- [Stated goal]:
Print the lines below again without any change, everything from the line containing "Can you find the seat" down to the line containing "pixel 135 107", both of those included.

--- Begin Provided information ---

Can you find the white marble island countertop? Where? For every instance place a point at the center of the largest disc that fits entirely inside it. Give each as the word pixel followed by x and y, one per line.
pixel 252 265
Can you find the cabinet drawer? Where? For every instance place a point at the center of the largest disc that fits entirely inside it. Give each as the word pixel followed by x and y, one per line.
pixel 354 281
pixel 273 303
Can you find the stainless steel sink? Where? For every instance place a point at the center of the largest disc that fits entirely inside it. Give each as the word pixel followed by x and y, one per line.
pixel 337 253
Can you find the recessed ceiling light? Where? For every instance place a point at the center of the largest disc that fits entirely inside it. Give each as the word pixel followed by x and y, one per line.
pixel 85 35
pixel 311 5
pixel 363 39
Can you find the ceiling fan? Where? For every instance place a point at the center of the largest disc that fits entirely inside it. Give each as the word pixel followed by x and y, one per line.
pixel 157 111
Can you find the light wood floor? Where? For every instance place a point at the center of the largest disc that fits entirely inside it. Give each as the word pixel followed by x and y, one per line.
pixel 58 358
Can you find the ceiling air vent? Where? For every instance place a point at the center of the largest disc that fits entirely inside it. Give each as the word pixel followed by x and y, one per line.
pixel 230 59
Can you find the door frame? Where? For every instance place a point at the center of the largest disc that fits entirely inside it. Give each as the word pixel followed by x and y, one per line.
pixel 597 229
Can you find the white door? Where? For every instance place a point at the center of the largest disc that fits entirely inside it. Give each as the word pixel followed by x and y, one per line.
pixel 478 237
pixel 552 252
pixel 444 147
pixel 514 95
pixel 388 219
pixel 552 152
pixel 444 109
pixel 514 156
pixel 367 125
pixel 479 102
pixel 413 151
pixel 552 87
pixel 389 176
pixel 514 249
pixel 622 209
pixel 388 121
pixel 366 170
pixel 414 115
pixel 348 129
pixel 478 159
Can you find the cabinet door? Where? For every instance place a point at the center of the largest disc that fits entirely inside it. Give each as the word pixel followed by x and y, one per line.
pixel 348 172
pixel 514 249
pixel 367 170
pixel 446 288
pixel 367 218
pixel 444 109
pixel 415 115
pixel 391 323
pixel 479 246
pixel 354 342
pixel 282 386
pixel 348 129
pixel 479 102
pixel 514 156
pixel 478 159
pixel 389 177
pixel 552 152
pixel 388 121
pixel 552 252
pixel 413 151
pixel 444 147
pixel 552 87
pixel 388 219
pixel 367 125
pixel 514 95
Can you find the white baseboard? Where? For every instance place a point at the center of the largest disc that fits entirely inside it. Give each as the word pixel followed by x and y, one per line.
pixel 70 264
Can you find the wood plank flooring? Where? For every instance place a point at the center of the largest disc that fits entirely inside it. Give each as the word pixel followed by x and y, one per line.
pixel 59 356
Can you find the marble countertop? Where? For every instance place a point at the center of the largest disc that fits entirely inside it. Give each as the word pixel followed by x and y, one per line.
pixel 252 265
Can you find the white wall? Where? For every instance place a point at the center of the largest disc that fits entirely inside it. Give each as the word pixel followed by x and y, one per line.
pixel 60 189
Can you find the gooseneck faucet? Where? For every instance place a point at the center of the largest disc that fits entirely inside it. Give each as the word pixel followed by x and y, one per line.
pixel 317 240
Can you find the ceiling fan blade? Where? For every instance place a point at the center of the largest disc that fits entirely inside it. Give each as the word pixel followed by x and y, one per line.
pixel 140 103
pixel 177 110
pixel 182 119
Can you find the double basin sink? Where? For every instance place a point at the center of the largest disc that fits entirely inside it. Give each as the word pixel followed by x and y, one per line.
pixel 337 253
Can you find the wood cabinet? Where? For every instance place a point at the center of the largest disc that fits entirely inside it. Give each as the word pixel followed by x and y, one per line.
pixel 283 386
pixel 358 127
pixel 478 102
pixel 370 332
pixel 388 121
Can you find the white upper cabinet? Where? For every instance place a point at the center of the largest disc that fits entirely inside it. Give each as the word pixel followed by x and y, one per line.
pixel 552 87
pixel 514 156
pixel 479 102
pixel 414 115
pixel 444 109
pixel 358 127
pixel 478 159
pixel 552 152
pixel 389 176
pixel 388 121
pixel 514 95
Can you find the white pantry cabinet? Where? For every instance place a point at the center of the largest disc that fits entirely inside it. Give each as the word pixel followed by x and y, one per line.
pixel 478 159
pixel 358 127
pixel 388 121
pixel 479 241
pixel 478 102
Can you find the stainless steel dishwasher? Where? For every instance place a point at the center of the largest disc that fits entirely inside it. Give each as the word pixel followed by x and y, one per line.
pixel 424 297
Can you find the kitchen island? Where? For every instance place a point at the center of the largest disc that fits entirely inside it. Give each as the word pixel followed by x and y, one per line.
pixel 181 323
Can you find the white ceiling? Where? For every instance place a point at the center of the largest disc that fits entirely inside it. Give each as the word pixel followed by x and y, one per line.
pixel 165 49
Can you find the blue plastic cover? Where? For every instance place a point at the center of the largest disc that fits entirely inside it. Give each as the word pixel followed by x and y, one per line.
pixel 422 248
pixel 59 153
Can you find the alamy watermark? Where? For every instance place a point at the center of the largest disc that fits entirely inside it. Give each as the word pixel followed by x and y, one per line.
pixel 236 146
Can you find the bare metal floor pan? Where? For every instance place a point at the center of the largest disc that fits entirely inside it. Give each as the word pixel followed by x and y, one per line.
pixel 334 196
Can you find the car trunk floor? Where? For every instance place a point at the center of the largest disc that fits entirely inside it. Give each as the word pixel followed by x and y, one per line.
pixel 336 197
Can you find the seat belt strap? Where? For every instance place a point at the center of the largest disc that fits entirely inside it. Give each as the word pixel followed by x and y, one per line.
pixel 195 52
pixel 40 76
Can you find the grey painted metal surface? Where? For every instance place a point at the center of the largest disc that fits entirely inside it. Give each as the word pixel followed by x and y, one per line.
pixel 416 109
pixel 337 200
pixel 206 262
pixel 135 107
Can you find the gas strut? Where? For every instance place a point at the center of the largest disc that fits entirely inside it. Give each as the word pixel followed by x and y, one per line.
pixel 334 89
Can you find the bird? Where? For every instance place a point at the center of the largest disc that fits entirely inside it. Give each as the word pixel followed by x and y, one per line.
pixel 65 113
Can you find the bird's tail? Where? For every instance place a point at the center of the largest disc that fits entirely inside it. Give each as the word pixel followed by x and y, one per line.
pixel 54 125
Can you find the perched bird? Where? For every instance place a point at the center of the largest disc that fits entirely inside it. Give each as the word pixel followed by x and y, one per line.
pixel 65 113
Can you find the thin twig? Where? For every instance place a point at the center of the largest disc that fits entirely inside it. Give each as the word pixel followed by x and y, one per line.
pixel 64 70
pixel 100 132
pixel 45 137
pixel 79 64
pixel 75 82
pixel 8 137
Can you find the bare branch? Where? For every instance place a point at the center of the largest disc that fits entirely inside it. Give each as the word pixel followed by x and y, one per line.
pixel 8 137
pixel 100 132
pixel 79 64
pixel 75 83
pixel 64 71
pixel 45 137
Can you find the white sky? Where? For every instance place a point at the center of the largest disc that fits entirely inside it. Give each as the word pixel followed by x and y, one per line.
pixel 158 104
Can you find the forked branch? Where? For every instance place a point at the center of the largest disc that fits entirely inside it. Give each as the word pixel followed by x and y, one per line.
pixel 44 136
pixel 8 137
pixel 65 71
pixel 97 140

--- End Provided information ---

- [Task solution]:
Can you find the seat belt strap? Where? For every instance place a point at the center of the largest disc that fits entirely inside it. Give each as the word pixel followed by x and y, one per line.
pixel 195 52
pixel 40 76
Can you find the grey painted metal surface? Where? For every instance place a point at the center of the largest disc that fits entirely inside it. Give each as the word pixel followed by x and y, one per line.
pixel 416 109
pixel 337 200
pixel 206 262
pixel 135 107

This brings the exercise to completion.